***** TEXTO PARA LEITURA *****
Baseada nos relatos de entrevistas que leu, Paloma criou a personagem principal da webcomic, seguindo um padrão recorrente nas pessoas que prestam serviços de acompanhante por telefone: na maioria, mulheres adultas entre 30 e 60 anos, casadas ou divorciadas que, por trás do telefone são pessoas comuns. “O que elas têm de diferente? Um timbre de voz bonito, sedutor e envolvente, e muita criatividade para embarcar nos delírios eróticos dos clientes”, avalia. 

Crítica social e política nas tirinhas 

0900 também é uma crítica à jornada tripla de trabalho que muitas mulheres enfrentam todos os dias. Com a história da personagem, Paloma afirma que pretende mostrar o quanto as mulheres se doam, se dedicam, mas não são valorizadas. “A gigantesca maioria das mulheres que conheço abdicam da vaidade e de si mesmas para se dedicar aos filhos, ao lar e ao companheiro; e são tratadas como se não fosse nada além de sua obrigação no ‘papel de mulher’”, critica.  

“Cuidar do básico, essencial e fundamental para a vida como cozinhar, limpar, criar os filhos, é considerado trivial para a sociedade, desvalorizado por muitos e mal remunerado quando considerado profissão”, exemplifica a quadrinista que também cita o caso da Argentina como um pequeno indício da valorização dos trabalhos domésticos realizados pelas mulheres em outros países. 

Assim como a autora de 0900, Thaïs Kisuki utiliza as tirinhas para fazer críticas políticas e sociais. Ela conta que depois de tanto tempo trabalhando com a Olga, fazia sentido começar a expandir os horizontes e a situação política do país foi uma enorme fonte de inspiração. “É uma maneira que eu, uma cidadã que não está organizada em nenhuma instituição política, encontro para me posicionar sobre essas situações”, conclui. As tirinhas de Olga, a sexóloga, estão disponíveis no instagram ou blog da quadrinista. 

A webcomic “0900”, de Paloma Diniz, pode ser acompanhada pelo Tumblr. Quando as atualizações das tirinhas para internet forem finalizadas, Paloma pretende iniciar uma HQ que dará um fim à história. Nesta, a artista vai mostrar tudo que não foi dito: o rosto da personagem, seu nome, seu passado e o desfecho do seu futuro. Segundo a quadrinista, o intuito é fazer algo novelesco e romântico.
***** TRECHOS DOS REGISTROS *****
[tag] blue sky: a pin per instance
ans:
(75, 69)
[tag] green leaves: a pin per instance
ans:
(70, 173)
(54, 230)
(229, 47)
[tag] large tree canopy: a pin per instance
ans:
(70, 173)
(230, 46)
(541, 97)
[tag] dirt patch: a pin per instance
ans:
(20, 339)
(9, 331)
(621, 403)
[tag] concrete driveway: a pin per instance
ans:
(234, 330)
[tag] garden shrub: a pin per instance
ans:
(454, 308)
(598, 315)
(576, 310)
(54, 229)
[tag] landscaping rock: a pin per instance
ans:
*****
**O QUE SE PEDE**
(1) De acordo com o texto sobre as tirinhas, em que plataforma se pode acompanhar a webcomic “0900”?
(2) Transcreva sem alterações o trecho do texto sobre as tirinhas que se inicia nas palavras “Assim como a” e termina logo após “blog da quadrinista.”.
Os registros não têm relação com o texto sobre as tirinhas.

**RESPOSTAS DESENVOLVIDAS**
(1) No Tumblr.

(2)
Assim como a autora de 0900, Thaïs Kisuki utiliza as tirinhas para fazer críticas políticas e sociais. Ela conta que depois de tanto tempo trabalhando com a Olga, fazia sentido começar a expandir os horizontes e a situação política do país foi uma enorme fonte de inspiração. “É uma maneira que eu, uma cidadã que não está organizada em nenhuma instituição política, encontro para me posicionar sobre essas situações”, conclui. As tirinhas de Olga, a sexóloga, estão disponíveis no instagram ou blog da quadrinista.